→ **TEXTO PARA ANÁLISE**
····················

“Seria importante fazer um levantamento nacional” do conhecimento acumulado em milénios de relação do homem com a natureza, “fazer o que os chineses fizeram, de conhecer, cruzar conhecimentos, e utilizar e difundir a medicina tradicional”, disse à Lusa.
“Portugal teria a ganhar” se fizesse um “registo para memória futura” de práticas ancestrais, que não são prestigiadas – “pelo contrário, são ridicularizadas e remetidas à clandestinidade” – e que, “com o tempo, se vão perdendo”.
O antropólogo espera suscitar o debate na apresentação do livro que vai fazer no Colóquio Internacional Medicinas Tradicionais no Século XXI, promovido pela Universidade Nova, que vai decorrer nos dias 10 e 11 de março no Museu da Farmácia, em Lisboa, com o objetivo de “analisar as relações entre as diversas medicinas tradicionais e a saúde”.
O livro, que será apresentado no sábado na Sala de Leitura Bernardo Santareno pelo padre António Fontes (investigador das tradições populares do Barroso), “debruça-se sobre os significados dos rituais curativos existentes no nosso país, suas distribuições geográficas, modelos paradigmáticos e processos evolutivos”, disse.
Editada pela “Apenas Livros”, a obra resulta de um estudo feito a partir do “espólio médico-curativo de Michel Giacometti, que agrega mais de cinco milhares de registos de todo o país”, editado pelo Instituto de Estudos de Literatura Tradicional e Património Imaterial (IELT), da Universidade Nova, que patrocina o livro, sendo a apresentação do autor feita pela responsável do instituto, Ana Paula Guimarães.
À análise dos registos, Aurélio Lopes juntou dados de outras proveniências e trabalho de campo que realizou no Ribatejo.
O estudo, disse, “versa as lógicas subjacentes das práticas de medicina popular, as suas razões de ser, configurações e explicações”, numa “conceção do mundo holística, empírica e analógica”.
Aurélio Lopes procurou descortinar as “maneiras de pensar”, a linguagem, os rituais, o porquê do uso de determinadas plantas, do que está para além da eficácia da cura, ou seja, “as analogias, as configurações, o entendimento do mundo, a noção cíclica do mundo”.

····················

→ **ITENS FORNECIDOS**

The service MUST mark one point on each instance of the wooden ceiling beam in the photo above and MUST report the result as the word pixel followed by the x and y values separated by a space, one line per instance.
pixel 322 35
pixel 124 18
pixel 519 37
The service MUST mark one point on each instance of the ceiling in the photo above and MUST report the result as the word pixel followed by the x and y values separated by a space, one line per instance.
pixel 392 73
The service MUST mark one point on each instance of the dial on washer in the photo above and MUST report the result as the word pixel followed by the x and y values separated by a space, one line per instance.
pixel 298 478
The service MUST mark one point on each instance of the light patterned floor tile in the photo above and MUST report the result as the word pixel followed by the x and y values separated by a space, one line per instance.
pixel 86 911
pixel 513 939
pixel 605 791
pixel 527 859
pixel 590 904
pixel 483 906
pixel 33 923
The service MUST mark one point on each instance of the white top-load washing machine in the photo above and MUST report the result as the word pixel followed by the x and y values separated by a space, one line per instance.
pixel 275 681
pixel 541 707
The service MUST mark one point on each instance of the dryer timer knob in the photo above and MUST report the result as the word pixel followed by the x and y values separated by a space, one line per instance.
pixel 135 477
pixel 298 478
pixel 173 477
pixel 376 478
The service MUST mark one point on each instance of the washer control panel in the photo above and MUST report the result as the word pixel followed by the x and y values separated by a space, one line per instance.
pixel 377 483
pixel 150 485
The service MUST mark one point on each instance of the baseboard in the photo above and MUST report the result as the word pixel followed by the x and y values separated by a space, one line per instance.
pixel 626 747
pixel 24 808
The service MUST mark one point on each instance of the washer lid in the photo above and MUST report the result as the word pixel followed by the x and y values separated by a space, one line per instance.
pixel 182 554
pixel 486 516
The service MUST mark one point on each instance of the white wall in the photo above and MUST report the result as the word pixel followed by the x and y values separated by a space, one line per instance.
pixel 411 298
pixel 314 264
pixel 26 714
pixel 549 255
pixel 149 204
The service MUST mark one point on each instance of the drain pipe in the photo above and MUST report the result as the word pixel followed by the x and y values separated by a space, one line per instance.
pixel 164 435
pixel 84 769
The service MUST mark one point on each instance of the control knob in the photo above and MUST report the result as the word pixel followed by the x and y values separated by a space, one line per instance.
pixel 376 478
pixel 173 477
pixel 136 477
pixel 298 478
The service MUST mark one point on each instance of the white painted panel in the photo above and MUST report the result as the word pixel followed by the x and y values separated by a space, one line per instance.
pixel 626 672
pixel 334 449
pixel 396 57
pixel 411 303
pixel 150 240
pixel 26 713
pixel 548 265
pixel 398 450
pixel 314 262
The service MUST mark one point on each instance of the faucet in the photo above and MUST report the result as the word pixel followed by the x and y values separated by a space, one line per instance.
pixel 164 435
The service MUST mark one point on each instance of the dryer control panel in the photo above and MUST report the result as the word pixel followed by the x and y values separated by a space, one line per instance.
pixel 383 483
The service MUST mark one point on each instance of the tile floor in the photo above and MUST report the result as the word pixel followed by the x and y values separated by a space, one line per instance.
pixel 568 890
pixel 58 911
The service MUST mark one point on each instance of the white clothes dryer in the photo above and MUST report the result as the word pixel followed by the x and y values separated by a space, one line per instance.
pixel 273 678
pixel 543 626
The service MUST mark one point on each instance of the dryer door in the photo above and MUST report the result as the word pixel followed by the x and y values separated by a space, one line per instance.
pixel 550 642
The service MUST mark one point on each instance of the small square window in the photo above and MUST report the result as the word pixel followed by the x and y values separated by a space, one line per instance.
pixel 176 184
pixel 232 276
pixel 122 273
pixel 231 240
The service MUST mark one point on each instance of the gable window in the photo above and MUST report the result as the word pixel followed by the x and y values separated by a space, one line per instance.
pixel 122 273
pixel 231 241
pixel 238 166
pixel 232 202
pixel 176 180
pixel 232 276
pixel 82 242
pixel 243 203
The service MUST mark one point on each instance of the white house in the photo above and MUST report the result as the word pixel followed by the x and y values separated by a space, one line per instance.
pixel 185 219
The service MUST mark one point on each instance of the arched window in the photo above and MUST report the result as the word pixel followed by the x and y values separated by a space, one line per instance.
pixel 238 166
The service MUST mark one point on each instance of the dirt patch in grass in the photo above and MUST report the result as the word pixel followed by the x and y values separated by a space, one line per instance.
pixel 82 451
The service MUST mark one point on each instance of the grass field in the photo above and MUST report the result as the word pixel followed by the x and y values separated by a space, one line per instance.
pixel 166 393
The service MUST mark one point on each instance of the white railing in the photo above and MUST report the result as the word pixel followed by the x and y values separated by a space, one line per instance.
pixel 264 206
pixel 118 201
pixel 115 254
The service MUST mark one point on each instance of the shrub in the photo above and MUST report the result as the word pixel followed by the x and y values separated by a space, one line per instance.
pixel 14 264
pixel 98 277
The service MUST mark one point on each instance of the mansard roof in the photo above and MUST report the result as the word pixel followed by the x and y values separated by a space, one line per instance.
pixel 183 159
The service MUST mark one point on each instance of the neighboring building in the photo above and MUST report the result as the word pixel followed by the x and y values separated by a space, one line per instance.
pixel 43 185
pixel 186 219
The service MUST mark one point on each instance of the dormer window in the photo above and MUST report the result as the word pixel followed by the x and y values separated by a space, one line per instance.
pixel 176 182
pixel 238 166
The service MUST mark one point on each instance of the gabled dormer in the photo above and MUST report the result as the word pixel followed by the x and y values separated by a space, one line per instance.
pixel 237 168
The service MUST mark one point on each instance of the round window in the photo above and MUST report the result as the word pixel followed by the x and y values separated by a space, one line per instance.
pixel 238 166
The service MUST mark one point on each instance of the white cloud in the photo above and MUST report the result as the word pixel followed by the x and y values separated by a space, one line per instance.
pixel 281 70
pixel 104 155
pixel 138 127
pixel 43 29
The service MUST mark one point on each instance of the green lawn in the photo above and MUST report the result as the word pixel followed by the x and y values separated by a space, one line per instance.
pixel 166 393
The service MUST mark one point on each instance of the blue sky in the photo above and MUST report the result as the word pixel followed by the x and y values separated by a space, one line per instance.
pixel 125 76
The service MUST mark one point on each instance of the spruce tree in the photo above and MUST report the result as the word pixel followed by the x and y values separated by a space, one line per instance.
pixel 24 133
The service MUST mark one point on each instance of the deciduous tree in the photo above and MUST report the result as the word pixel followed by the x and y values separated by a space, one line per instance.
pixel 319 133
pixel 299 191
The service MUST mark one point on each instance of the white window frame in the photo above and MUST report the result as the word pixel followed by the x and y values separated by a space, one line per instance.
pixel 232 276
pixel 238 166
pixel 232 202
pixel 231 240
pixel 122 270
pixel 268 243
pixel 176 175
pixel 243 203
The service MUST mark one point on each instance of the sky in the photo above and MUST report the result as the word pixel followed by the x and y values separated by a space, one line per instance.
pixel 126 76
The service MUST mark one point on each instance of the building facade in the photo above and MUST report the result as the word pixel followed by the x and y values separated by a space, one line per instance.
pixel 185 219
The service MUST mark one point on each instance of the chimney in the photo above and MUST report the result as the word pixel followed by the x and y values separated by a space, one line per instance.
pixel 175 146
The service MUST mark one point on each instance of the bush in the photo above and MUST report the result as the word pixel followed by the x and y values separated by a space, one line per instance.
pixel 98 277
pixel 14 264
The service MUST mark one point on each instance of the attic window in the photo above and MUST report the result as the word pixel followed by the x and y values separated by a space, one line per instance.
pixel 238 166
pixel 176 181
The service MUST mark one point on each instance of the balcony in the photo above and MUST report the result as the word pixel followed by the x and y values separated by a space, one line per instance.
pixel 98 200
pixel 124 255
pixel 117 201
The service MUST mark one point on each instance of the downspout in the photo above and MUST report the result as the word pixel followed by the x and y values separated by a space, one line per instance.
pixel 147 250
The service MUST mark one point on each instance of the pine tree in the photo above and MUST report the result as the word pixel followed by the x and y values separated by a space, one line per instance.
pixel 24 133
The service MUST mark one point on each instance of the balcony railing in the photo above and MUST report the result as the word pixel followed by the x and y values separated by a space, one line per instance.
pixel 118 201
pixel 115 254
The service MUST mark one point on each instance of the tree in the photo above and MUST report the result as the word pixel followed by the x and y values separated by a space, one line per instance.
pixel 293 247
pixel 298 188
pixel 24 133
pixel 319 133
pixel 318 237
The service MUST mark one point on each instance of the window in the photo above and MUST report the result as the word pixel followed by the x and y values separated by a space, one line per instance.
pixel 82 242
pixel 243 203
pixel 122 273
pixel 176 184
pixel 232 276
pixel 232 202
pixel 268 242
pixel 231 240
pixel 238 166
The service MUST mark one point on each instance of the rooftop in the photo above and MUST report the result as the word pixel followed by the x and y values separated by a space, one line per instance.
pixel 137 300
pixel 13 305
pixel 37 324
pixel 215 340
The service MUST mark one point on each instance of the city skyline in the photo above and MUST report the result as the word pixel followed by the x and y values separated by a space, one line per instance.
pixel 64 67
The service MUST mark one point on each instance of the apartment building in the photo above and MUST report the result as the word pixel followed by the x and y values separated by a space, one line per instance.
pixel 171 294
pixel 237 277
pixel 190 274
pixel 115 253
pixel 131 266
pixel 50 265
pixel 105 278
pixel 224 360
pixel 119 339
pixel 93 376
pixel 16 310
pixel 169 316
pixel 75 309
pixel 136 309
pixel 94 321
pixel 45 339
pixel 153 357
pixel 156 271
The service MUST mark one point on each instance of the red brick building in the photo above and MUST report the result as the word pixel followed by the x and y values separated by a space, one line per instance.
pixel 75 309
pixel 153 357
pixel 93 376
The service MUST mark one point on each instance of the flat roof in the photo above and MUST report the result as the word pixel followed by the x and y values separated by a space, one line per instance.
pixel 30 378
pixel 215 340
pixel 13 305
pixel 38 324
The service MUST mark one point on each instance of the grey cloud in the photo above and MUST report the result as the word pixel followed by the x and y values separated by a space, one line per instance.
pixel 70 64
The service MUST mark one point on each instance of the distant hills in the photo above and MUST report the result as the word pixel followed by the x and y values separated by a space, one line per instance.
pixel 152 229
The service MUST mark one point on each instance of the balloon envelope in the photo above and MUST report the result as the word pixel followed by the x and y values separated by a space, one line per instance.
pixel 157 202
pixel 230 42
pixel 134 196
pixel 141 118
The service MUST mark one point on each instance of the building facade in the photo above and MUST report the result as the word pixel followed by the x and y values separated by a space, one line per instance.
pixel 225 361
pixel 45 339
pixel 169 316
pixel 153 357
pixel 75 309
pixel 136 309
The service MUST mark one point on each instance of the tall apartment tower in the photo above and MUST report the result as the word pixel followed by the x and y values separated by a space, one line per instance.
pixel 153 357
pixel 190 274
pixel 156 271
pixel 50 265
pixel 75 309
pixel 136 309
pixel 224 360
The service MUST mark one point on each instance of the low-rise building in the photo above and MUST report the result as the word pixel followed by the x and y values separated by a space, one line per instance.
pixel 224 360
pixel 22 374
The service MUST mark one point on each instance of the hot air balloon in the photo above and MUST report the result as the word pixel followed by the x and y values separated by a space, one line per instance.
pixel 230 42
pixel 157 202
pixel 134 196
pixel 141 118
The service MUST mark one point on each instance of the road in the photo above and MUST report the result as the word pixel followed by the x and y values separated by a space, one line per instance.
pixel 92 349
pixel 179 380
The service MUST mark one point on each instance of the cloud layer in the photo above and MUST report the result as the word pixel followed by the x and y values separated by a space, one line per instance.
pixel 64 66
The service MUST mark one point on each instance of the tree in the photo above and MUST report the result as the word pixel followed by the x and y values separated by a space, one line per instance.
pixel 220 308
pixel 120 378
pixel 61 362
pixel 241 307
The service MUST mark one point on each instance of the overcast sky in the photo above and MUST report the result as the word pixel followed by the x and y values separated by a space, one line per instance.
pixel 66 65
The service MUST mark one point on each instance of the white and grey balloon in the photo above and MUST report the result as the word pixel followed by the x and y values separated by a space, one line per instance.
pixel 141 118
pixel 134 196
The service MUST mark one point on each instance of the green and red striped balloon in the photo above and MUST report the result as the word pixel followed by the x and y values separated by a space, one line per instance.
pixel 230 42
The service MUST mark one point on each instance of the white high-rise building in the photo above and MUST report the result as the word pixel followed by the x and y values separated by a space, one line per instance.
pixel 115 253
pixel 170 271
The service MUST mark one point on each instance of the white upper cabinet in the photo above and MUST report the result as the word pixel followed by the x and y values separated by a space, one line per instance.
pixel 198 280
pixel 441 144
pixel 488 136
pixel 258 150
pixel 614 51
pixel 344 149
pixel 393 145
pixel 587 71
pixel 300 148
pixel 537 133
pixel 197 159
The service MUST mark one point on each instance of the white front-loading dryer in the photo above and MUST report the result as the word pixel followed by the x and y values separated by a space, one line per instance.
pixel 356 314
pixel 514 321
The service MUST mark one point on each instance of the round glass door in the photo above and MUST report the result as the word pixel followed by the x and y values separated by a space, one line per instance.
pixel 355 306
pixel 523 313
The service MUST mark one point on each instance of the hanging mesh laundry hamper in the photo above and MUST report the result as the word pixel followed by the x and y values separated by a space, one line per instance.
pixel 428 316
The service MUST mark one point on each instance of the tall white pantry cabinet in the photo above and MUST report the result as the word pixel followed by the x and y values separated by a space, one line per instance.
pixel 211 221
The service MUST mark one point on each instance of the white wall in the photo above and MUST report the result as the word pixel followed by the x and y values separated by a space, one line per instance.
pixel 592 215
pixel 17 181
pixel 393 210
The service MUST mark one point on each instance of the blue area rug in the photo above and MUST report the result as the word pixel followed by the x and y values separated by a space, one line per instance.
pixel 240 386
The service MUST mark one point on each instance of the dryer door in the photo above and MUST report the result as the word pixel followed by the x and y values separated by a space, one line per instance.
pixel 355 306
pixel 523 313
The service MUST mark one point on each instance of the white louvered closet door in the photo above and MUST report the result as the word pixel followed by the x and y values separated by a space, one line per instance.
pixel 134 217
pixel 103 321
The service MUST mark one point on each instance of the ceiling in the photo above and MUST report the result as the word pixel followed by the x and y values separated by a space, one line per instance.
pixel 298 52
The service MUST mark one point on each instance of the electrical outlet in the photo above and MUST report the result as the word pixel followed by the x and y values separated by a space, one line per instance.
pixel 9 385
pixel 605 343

····················

→ **TAREFA 1**
Indique, por favor, se cada afirmação está de acordo com o texto sobre medicina tradicional, respondendo sim ou não e citando as palavras do texto que o decidem: (a) o colóquio decorre no Museu da Farmácia, em Lisboa; (b) o livro será apresentado pelo padre António Fontes; (c) Aurélio Lopes fez trabalho de campo no Barroso.
→ **TAREFA 2**
Prossiga o texto sobre medicina tradicional a partir do ponto em que termina.
Os itens não têm qualquer relação com o texto sobre medicina tradicional.

→ **RESPOSTA 1**
(a) Sim: “nos dias 10 e 11 de março no Museu da Farmácia, em Lisboa”.
(b) Sim: “O livro, que será apresentado no sábado na Sala de Leitura Bernardo Santareno pelo padre António Fontes”.
(c) Não: “trabalho de campo que realizou no Ribatejo”.

→ **RESPOSTA 2**
Uma das questões que se colocou foi saber por que razão as pessoas continuam hoje a procurar o “curandeiro”, visto como “um membro da comunidade” a que se vai “porque alguém recomenda e lhe reconhece competências também transcendentais”.
Ao contrário da medicina convencional, a medicina tradicional usa a “sugestão”, pelo que o “curandeiro” tem que “se interessar pelo doente, criar empatia”, disse.
Exige uma “perspicácia empírica”, sublinhou, referindo que, se a doença não passa, “nunca a culpa é do curandeiro. Ou é vontade de Deus ou a culpa é do paciente, que certamente não fez as coisas como devia”.
A confiança no médico é condicionada pela relação que este estabelece com o doente. Se este “não gostar do médico, não só não acredita nele como não acredita nos medicamentos que ele receita”, afirmou.
“O famoso placebo é o que o curandeiro faz há milénios”, disse, realçando que a medicina popular beneficia também de “experiências milenares que se sabe que resultam”.
Aurélio Lopes referiu o facto de outras culturas terem mantido “aspetos essenciais da existência do ritual”, ao contrário da cultura ocidental, marcadamente técnica e científica, quase reduzida à prescrição e “sem muita paciência para aturar” o doente.
O seu trabalho procurou olhar a “lógica funcional da medicina tradicional”, as semelhanças práticas com a medicina científica e até que ponto é importante a relação empática com o doente, já presente na moderna medicina humanista.